:: Consignes ::
**1)** Imprimez à l'identique le passage de l'extrait sur la coquetterie qui va de « Si les femmes » jusqu'à « rubans de couleur. ».
**2)** Pour chacune des affirmations ci-dessous, dites si elle concorde avec l'extrait sur la coquetterie. Répondez par oui ou par non, puis citez textuellement les mots de l'extrait qui tranchent.
(a) La femme coquette considère que le temps et les années rident et enlaidissent les autres femmes.
(b) La parure qui a embelli la jeunesse de la femme coquette continue de l'embellir dans sa vieillesse.
(c) La femme coquette meurt sans parure.

Si les femmes étaient telles naturellement qu'elles le deviennent par artifice, qu'elles perdissent en un moment toute la fraîcheur de leur teint, qu'elles eussent le visage aussi allumé et aussi plombé qu'elles se le font par le rouge et par la peinture dont elles se fardent, elles seraient inconsolables.

Une femme coquette ne se rend point sur la passion de plaire, et sur l'opinion qu'elle a de sa beauté. Elle regarde le temps et les années comme quelque chose seulement qui ride et qui enlaidit les autres femmes : elle oublie du moins que l'âge est écrit sur le visage. La même parure qui a autrefois embelli sa jeunesse défigure enfin sa personne, éclaire les défauts de sa vieillesse. La mignardise et l'affectation l'accompagnent dans la douleur et dans la fièvre : elle meurt parée et en rubans de couleur.

:: Lignes de données ::

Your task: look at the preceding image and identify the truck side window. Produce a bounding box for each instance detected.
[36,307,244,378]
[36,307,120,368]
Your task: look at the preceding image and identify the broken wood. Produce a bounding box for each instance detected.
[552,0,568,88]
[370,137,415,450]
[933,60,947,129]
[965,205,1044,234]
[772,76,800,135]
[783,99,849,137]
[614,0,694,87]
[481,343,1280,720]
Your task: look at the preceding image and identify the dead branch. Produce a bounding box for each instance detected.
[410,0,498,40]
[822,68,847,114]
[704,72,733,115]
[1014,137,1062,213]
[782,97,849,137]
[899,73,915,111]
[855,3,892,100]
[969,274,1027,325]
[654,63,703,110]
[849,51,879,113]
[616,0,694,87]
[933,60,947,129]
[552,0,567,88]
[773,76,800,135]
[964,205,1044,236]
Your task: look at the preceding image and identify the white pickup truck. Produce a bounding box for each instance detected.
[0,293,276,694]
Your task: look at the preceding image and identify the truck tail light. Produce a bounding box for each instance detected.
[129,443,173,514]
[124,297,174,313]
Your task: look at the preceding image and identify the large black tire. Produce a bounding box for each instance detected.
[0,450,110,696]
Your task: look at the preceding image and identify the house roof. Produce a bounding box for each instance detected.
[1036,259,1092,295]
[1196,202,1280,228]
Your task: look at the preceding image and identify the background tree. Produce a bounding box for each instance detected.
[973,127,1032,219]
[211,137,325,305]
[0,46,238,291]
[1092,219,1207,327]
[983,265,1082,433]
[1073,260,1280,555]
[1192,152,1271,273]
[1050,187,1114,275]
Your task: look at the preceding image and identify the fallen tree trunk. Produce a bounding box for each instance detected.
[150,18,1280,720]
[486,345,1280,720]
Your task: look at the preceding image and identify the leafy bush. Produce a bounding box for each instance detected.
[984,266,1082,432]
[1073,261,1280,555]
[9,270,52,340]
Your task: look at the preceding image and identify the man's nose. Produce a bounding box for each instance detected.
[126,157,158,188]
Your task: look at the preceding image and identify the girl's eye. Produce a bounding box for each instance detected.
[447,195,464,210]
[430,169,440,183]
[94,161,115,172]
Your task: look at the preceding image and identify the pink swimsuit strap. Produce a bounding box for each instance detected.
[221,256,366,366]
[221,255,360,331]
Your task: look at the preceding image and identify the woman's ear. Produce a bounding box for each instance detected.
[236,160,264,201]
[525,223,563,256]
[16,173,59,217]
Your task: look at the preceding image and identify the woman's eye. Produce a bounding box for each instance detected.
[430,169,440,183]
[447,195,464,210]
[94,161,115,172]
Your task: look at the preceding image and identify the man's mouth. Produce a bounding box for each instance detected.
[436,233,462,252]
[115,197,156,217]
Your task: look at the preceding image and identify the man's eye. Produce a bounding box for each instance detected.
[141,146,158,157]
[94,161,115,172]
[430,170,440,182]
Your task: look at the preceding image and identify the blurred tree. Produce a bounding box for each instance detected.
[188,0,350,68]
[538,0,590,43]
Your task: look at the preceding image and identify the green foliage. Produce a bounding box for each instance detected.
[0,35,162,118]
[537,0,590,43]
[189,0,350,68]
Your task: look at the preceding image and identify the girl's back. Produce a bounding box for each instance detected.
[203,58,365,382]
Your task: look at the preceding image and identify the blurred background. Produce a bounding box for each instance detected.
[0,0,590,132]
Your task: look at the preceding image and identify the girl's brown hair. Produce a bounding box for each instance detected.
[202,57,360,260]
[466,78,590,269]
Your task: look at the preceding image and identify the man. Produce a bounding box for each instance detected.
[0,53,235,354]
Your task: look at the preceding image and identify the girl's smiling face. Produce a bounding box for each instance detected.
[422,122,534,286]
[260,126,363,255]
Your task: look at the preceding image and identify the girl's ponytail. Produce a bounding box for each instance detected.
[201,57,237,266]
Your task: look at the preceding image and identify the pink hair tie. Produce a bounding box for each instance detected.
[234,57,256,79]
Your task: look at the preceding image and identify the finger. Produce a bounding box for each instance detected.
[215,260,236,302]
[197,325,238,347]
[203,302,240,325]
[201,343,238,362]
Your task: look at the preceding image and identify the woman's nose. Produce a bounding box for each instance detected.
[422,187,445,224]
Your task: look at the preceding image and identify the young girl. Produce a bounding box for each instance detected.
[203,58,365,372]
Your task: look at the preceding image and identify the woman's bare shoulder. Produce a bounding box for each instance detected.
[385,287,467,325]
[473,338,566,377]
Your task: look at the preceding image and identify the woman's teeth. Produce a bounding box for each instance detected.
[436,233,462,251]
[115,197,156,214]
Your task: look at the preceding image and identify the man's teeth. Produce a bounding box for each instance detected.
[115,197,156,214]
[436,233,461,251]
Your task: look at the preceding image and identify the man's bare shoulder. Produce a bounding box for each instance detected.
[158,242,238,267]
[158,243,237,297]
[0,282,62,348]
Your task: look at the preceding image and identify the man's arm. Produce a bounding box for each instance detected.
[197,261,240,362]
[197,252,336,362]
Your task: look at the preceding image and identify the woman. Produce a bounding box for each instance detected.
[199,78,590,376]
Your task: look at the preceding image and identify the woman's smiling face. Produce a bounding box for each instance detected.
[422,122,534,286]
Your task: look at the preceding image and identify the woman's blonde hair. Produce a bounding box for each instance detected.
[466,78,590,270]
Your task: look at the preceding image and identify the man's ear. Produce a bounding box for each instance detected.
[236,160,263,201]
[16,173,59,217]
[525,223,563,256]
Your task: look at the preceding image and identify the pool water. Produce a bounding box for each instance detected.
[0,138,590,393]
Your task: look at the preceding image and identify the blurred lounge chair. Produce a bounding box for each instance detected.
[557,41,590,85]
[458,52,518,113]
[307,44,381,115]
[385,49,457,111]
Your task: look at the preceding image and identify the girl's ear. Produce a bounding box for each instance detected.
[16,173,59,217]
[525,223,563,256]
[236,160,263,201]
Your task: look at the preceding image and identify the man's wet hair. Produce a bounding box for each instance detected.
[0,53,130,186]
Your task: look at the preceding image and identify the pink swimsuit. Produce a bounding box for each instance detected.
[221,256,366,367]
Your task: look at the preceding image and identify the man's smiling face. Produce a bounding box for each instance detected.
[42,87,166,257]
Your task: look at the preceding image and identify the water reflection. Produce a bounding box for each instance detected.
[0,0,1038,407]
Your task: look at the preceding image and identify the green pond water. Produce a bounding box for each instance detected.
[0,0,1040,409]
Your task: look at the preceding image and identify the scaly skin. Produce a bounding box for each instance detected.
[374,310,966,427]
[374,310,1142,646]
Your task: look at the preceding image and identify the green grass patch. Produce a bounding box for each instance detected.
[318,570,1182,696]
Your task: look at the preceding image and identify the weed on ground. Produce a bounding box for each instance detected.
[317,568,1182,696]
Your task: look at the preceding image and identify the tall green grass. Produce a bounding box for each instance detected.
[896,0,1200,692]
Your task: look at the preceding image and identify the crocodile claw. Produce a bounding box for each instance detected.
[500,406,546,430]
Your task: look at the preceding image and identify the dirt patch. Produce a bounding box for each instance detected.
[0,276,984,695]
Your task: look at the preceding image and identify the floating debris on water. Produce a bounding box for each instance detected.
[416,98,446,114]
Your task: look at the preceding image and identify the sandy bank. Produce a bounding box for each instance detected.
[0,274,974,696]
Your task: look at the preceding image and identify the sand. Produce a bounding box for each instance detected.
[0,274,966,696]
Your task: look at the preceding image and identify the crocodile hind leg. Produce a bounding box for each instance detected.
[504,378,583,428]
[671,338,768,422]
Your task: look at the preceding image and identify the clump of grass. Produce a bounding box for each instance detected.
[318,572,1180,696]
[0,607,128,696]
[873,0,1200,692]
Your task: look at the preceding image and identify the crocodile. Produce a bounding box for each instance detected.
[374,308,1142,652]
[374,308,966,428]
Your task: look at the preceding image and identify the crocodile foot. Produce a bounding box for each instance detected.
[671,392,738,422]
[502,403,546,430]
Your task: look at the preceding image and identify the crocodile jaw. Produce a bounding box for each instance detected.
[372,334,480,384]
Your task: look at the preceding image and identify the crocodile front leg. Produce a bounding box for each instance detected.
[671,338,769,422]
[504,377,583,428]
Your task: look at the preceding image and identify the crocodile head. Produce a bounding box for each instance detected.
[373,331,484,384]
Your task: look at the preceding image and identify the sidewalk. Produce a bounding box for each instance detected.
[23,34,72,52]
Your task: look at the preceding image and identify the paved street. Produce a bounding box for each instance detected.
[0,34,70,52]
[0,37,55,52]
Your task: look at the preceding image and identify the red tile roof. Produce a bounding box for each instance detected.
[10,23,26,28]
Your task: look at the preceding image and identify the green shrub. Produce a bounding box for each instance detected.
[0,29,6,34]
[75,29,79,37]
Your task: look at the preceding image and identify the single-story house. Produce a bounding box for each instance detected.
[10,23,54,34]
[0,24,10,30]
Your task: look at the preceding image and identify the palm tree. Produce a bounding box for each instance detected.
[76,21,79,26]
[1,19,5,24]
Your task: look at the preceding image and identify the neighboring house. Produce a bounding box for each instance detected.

:: Exercice corrigé ::
**1)**
Si les femmes étaient telles naturellement qu'elles le deviennent par artifice, qu'elles perdissent en un moment toute la fraîcheur de leur teint, qu'elles eussent le visage aussi allumé et aussi plombé qu'elles se le font par le rouge et par la peinture dont elles se fardent, elles seraient inconsolables.

Une femme coquette ne se rend point sur la passion de plaire, et sur l'opinion qu'elle a de sa beauté. Elle regarde le temps et les années comme quelque chose seulement qui ride et qui enlaidit les autres femmes : elle oublie du moins que l'âge est écrit sur le visage. La même parure qui a autrefois embelli sa jeunesse défigure enfin sa personne, éclaire les défauts de sa vieillesse. La mignardise et l'affectation l'accompagnent dans la douleur et dans la fièvre : elle meurt parée et en rubans de couleur.

**2)**
(a) Oui : « Elle regarde le temps et les années comme quelque chose seulement qui ride et qui enlaidit les autres femmes ».
(b) Non : « La même parure qui a autrefois embelli sa jeunesse défigure enfin sa personne ».
(c) Non : « elle meurt parée et en rubans de couleur ».